● What to do
Copy the lines of the listing below verbatim, from the line containing "task: segment the low shrub" through the line containing "M82 118L80 121L82", inclusive.

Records
________________________________________

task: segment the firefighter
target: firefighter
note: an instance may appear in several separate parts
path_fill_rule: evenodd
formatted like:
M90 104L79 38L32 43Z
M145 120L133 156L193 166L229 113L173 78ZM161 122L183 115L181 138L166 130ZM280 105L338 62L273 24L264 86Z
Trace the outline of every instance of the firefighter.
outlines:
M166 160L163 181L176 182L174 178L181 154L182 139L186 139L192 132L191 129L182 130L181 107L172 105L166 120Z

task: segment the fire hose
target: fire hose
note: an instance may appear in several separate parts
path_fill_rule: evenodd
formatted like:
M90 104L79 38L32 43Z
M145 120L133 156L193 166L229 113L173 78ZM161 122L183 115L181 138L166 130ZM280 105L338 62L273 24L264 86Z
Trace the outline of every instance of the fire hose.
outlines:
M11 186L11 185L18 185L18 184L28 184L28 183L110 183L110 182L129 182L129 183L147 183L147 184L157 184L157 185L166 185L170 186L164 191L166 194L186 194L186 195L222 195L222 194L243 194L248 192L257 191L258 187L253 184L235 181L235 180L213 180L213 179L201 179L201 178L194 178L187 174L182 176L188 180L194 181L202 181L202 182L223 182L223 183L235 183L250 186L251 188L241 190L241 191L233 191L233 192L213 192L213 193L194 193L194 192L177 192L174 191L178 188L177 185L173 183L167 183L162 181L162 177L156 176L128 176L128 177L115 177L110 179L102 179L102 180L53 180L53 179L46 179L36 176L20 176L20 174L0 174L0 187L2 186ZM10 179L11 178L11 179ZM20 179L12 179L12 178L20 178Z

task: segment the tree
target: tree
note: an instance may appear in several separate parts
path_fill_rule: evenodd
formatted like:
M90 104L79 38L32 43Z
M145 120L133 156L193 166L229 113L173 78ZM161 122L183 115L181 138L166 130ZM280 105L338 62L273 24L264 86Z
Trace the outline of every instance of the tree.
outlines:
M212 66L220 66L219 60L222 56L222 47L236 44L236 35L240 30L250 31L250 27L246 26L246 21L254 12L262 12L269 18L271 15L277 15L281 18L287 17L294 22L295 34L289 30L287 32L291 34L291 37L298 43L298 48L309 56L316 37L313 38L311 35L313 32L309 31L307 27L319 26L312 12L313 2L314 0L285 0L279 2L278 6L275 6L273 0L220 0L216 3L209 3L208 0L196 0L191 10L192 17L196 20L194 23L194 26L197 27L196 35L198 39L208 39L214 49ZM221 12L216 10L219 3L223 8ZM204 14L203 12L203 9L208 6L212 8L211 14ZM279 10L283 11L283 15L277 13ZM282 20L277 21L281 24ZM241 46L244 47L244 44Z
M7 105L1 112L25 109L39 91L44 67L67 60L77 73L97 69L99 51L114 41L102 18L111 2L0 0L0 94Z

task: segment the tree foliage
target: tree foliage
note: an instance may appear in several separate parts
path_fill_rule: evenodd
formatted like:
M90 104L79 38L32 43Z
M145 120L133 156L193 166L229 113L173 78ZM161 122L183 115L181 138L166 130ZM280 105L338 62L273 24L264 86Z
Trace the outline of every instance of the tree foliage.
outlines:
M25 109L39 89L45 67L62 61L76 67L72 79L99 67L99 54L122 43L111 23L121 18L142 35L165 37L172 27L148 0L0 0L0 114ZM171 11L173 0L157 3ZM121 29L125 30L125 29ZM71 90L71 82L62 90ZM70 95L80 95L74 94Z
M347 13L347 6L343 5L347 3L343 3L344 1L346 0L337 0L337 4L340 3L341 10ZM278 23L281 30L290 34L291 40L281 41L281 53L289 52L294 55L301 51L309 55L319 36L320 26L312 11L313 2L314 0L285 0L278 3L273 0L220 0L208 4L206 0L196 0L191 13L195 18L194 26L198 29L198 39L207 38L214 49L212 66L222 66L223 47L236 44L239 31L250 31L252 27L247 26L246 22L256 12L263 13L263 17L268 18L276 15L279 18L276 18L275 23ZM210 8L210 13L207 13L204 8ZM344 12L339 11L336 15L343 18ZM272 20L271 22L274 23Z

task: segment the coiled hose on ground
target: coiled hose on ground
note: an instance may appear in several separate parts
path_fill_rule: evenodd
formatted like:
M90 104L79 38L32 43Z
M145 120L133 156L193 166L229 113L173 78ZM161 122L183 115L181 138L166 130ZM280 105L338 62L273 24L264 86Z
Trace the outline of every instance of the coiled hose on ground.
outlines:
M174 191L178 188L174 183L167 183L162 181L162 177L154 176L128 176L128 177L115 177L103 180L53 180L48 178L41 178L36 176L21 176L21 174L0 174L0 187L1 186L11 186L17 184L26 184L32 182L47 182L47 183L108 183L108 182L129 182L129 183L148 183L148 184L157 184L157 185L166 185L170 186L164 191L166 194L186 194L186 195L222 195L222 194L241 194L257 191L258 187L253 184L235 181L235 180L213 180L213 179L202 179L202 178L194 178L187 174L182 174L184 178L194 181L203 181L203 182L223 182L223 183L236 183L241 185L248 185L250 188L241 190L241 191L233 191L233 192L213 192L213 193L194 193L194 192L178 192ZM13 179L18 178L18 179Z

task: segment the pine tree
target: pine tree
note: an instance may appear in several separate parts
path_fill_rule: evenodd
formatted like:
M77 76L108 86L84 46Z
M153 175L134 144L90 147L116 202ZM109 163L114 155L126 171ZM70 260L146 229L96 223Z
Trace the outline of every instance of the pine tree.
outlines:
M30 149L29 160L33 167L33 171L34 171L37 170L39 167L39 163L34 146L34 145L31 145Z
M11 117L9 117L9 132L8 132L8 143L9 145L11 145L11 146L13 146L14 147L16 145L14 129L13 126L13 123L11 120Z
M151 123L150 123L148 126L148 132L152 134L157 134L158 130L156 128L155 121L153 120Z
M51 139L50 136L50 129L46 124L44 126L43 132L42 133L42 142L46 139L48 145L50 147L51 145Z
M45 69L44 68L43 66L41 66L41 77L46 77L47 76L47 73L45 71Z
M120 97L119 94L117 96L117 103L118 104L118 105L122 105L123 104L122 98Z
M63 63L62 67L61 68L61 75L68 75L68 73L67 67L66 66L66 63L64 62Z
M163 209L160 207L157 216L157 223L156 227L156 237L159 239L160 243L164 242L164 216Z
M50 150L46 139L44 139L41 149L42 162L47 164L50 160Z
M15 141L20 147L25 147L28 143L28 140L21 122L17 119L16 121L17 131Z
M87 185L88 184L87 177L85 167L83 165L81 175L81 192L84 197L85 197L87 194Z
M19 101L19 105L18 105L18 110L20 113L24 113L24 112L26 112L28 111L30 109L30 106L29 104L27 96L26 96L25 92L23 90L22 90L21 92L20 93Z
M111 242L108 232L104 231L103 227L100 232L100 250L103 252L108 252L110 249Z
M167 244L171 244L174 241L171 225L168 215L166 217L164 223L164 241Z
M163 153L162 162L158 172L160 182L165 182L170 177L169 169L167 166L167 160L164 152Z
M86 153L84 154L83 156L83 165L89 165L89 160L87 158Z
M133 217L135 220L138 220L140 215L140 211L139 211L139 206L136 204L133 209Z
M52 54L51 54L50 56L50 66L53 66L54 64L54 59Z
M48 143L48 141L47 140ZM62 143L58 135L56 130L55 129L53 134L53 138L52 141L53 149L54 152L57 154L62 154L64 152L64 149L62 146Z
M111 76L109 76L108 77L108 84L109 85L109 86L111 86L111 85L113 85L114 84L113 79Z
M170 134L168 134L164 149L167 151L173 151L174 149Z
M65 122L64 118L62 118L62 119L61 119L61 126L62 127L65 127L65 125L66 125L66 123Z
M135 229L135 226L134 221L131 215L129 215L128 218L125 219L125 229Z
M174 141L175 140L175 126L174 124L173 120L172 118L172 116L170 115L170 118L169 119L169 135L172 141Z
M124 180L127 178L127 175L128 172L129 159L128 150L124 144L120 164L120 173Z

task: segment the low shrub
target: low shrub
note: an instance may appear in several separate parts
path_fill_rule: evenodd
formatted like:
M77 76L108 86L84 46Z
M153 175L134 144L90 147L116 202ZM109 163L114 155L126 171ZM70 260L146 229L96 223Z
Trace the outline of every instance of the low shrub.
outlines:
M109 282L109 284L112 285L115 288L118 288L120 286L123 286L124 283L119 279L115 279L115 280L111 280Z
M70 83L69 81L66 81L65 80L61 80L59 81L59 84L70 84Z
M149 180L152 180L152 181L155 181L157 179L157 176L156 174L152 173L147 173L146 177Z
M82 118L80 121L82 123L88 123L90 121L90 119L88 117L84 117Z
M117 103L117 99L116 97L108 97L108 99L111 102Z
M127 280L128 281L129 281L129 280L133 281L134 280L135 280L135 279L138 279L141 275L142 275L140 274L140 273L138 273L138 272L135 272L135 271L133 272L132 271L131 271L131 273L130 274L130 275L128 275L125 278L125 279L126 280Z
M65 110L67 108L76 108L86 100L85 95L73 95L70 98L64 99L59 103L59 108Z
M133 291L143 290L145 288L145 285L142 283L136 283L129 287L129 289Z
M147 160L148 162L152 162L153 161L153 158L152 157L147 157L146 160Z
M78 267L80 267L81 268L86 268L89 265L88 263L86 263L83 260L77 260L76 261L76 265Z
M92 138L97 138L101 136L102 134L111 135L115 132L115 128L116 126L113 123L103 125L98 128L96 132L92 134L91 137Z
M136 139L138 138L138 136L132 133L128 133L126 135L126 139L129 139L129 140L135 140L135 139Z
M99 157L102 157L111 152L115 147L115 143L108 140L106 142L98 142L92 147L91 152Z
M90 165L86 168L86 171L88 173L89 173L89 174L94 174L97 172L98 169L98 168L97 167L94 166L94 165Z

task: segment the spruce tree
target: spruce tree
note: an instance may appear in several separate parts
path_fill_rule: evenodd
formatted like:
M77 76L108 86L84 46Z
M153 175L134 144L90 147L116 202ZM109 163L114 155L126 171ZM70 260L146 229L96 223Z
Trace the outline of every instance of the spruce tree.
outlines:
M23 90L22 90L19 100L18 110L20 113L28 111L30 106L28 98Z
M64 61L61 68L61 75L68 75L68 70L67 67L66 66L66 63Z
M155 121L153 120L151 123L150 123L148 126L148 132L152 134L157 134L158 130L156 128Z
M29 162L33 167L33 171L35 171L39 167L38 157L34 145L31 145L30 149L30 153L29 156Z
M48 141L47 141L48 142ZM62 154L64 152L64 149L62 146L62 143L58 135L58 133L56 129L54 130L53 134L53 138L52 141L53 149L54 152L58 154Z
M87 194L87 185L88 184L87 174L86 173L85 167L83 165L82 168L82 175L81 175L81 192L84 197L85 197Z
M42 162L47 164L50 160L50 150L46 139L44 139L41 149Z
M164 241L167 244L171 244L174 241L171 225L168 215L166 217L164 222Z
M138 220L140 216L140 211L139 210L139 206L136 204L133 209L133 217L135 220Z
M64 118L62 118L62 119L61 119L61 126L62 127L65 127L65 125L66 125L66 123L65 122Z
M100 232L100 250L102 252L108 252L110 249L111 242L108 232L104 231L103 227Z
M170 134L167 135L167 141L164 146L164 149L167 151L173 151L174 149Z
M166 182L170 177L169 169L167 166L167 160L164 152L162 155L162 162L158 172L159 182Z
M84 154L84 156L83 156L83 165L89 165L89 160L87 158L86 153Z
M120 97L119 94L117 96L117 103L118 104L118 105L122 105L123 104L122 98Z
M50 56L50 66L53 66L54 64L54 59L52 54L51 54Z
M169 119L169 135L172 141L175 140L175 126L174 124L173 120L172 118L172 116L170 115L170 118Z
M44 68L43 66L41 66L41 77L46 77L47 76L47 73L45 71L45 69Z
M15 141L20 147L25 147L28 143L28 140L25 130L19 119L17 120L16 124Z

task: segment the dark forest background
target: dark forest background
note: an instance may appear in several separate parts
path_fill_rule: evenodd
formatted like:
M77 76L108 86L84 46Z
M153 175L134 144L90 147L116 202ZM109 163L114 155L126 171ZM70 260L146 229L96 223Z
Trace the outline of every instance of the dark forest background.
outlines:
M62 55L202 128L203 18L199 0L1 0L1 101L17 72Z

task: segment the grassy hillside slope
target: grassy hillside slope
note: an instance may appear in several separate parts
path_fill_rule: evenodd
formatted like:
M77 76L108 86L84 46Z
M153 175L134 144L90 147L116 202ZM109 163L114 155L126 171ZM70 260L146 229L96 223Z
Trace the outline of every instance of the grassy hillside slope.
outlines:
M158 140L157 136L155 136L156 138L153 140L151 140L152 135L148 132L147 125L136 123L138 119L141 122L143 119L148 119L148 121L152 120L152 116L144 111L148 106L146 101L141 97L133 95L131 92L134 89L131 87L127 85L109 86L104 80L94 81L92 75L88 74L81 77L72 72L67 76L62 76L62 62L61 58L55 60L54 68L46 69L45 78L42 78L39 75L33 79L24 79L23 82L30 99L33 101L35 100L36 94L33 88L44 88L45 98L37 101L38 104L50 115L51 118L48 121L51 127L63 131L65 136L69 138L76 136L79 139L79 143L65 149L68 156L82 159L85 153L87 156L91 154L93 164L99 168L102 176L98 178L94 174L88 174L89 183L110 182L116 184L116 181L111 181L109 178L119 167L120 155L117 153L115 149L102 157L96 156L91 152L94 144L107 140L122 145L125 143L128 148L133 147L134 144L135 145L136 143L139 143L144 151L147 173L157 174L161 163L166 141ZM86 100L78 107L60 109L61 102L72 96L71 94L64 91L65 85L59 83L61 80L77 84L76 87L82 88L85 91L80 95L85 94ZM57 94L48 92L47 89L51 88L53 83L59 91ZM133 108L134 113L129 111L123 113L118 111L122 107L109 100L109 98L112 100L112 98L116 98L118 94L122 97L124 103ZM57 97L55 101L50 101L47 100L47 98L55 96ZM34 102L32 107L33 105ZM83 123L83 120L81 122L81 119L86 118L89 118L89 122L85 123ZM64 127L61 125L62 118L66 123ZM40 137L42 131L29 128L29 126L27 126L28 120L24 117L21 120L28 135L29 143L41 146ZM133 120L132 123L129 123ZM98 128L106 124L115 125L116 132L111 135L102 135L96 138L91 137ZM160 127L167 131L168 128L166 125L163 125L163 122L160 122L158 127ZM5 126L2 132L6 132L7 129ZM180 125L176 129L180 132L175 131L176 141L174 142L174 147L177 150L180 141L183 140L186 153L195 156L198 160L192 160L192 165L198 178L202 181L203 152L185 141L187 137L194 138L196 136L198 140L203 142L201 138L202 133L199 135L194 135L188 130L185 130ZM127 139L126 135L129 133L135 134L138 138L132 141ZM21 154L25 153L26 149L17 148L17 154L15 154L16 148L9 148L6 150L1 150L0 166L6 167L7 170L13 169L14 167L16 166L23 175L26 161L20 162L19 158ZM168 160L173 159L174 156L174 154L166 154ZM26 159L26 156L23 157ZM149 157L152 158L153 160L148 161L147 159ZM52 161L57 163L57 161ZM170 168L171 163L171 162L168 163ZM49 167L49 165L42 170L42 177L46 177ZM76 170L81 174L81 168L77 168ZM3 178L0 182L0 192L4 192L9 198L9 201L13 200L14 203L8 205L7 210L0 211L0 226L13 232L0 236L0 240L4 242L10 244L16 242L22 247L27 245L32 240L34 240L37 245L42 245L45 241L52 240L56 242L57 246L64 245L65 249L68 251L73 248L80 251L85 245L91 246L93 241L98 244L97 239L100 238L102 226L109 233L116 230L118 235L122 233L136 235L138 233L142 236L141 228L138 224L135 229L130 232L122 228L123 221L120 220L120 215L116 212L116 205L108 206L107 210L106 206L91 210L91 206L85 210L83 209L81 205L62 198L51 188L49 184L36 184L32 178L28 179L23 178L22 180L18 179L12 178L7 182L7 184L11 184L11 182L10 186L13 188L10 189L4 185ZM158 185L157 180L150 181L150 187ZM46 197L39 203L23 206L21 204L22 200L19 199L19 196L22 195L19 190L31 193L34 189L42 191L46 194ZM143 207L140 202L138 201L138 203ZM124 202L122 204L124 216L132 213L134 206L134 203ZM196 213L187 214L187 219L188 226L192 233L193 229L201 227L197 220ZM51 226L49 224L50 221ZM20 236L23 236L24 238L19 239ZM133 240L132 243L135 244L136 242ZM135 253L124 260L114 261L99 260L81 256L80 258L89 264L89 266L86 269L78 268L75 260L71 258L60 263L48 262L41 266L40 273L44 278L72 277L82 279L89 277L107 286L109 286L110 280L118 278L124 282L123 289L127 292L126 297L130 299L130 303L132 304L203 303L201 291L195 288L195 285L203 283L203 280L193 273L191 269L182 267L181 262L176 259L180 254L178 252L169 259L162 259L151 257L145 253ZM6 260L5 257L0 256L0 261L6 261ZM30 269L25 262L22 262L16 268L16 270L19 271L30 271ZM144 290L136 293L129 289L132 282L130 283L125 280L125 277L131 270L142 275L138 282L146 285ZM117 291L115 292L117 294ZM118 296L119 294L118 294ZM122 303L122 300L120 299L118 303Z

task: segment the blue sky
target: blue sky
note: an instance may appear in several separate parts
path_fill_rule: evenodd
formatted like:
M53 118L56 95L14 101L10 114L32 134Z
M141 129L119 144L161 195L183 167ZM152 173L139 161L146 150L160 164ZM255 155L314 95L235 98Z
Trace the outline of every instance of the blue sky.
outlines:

________________________________________

● Output for this exercise
task: segment the low shrub
target: low shrub
note: an instance may appear in several separate parts
path_fill_rule: evenodd
formatted like:
M77 76L108 86L84 46Z
M153 175L134 144L90 147L116 202ZM109 163L114 155L126 171ZM70 260L146 229L96 223Z
Trace the outline of every instance of the low shrub.
outlines:
M109 282L109 284L112 285L115 288L118 288L120 286L123 286L124 283L119 279L115 279L115 280L111 280Z
M70 83L69 81L66 81L65 80L61 80L59 81L59 84L70 84Z
M149 180L152 180L152 181L155 181L157 179L157 176L156 174L152 173L147 173L146 177Z
M82 118L80 121L82 123L88 123L90 121L90 119L88 117L84 117Z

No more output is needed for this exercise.